Description of the task: Pick out every line of the material below that contains the word "brown" and copy each one. Case matters.

=== Information supplied ===

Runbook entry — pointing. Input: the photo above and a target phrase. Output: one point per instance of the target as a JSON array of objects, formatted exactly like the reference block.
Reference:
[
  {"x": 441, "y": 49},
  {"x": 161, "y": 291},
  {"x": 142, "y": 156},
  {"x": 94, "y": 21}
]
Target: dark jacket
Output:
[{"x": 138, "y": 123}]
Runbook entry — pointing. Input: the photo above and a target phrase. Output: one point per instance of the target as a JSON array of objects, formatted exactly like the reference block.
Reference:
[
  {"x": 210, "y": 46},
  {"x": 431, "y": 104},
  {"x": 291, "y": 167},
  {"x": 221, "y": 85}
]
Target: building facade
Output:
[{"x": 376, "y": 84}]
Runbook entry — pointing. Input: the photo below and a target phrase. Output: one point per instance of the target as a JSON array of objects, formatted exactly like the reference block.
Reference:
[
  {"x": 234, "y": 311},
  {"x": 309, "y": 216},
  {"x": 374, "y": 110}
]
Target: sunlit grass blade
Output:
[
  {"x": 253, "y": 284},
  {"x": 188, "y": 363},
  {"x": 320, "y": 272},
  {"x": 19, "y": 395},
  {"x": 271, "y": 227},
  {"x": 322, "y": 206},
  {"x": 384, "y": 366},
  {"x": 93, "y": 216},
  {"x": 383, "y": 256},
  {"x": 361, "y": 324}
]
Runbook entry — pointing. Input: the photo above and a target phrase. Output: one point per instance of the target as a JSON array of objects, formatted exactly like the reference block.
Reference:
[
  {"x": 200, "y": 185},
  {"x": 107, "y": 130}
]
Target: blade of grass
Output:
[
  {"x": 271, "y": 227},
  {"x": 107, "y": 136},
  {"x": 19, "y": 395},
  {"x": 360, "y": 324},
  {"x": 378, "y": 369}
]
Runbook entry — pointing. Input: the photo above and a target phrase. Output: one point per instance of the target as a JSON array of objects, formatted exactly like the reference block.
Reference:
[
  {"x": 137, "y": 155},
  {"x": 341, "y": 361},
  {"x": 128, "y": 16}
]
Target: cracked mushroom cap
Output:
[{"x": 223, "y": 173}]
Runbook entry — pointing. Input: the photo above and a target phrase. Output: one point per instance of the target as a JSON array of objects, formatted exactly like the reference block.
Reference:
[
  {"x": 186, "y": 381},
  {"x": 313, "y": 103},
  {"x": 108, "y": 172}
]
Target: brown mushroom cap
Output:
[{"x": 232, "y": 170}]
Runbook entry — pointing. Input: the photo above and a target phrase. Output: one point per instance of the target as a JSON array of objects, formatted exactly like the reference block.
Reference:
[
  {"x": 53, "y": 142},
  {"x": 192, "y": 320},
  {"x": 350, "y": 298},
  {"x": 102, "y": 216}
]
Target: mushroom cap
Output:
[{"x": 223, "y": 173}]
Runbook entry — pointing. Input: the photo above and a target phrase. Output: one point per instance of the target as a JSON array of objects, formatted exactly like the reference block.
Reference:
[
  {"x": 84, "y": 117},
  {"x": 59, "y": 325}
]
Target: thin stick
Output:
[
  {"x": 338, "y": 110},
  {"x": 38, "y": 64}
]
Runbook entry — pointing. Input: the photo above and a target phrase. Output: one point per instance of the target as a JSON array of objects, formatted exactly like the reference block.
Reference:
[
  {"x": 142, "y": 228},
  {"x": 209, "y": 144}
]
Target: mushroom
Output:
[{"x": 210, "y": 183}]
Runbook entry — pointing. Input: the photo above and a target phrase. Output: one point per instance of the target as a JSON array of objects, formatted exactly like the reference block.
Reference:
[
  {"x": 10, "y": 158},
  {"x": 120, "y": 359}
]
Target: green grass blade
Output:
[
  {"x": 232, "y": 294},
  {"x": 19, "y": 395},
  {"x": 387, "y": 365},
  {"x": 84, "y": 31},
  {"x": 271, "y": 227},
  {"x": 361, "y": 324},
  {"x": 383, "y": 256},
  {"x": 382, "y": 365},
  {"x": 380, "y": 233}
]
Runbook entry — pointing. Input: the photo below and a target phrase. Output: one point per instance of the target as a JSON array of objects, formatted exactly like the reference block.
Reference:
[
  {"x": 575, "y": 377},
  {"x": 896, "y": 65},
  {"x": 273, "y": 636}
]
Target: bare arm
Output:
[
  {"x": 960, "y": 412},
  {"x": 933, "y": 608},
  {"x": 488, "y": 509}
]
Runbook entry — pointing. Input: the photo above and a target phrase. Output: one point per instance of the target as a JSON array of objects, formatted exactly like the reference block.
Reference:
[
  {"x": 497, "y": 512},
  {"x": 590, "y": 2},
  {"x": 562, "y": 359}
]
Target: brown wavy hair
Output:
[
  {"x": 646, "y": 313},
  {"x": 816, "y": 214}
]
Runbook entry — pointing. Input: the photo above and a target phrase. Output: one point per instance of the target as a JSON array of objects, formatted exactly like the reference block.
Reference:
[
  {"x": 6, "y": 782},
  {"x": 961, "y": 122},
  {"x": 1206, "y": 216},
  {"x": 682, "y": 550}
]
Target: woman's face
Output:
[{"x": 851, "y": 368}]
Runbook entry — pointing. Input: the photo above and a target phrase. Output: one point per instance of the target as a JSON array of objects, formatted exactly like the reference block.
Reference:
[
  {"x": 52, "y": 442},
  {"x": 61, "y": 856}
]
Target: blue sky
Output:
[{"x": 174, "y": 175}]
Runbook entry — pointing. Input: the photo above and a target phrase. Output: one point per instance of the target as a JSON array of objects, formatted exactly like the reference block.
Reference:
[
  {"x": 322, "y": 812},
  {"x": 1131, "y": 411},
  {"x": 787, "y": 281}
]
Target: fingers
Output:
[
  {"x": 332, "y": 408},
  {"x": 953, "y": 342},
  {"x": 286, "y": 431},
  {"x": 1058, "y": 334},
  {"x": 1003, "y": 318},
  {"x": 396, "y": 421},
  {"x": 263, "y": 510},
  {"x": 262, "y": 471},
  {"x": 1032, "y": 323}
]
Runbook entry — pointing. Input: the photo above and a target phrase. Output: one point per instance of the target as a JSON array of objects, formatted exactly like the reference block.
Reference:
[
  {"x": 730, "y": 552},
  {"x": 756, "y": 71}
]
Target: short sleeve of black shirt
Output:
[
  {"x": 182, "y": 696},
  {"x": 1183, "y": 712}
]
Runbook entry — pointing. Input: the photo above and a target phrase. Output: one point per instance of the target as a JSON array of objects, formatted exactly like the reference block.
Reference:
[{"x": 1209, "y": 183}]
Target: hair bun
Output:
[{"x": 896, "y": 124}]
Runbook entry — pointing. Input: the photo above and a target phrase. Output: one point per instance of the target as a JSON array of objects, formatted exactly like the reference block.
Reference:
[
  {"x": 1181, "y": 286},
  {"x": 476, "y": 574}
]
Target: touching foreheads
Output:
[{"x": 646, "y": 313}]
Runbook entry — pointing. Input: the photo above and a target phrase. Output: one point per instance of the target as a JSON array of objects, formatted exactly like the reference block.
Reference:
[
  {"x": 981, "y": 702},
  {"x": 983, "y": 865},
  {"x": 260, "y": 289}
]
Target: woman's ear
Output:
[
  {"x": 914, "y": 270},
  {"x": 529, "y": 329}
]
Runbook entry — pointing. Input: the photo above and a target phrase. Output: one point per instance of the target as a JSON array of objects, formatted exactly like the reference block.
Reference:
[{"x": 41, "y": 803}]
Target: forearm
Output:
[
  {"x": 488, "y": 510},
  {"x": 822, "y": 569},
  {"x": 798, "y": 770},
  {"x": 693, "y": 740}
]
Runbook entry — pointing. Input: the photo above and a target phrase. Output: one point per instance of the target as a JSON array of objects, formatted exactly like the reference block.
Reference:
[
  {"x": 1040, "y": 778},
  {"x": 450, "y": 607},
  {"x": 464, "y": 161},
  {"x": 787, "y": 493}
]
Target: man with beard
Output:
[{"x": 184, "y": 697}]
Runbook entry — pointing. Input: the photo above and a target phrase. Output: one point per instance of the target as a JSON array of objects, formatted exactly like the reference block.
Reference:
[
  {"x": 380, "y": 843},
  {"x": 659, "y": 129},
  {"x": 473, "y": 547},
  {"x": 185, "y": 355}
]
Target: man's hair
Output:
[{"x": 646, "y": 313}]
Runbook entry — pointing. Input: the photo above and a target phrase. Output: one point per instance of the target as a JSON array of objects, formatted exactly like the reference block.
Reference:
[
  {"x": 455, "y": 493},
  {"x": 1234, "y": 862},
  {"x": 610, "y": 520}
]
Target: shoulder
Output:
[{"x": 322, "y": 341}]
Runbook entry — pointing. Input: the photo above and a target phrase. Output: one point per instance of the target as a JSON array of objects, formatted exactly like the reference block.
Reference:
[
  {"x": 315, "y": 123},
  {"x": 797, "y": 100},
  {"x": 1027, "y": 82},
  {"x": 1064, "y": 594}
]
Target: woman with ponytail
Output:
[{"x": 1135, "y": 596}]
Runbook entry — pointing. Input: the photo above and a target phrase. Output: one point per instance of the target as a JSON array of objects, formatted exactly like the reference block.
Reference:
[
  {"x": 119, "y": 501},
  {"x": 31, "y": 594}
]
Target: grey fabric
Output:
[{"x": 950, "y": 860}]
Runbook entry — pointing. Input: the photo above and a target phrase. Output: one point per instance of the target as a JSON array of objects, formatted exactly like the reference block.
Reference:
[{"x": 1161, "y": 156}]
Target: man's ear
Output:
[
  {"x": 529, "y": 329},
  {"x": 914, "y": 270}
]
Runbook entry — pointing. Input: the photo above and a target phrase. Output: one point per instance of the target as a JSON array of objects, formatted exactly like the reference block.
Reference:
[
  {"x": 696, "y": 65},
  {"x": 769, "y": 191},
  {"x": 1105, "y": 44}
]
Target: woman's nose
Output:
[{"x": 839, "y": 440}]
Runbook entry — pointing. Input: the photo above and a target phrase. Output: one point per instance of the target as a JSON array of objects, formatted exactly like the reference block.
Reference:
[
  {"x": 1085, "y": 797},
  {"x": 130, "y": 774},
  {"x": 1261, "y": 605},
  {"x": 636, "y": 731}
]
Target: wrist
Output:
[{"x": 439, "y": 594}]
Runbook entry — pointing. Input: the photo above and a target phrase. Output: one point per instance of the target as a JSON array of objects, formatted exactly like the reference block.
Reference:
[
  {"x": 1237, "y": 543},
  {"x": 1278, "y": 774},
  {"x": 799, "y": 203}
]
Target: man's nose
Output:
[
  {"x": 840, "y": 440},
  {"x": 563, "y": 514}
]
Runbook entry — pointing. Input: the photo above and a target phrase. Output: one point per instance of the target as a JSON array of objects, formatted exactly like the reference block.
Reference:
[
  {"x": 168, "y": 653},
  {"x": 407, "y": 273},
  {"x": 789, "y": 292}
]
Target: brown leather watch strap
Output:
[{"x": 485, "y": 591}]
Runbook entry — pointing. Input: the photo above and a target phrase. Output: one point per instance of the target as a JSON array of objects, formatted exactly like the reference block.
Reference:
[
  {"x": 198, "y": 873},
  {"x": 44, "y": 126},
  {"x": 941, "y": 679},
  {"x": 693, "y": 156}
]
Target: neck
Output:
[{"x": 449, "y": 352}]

===

Right answer:
Target: brown mushroom cap
Target: brown wavy hair
Target: brown leather watch strap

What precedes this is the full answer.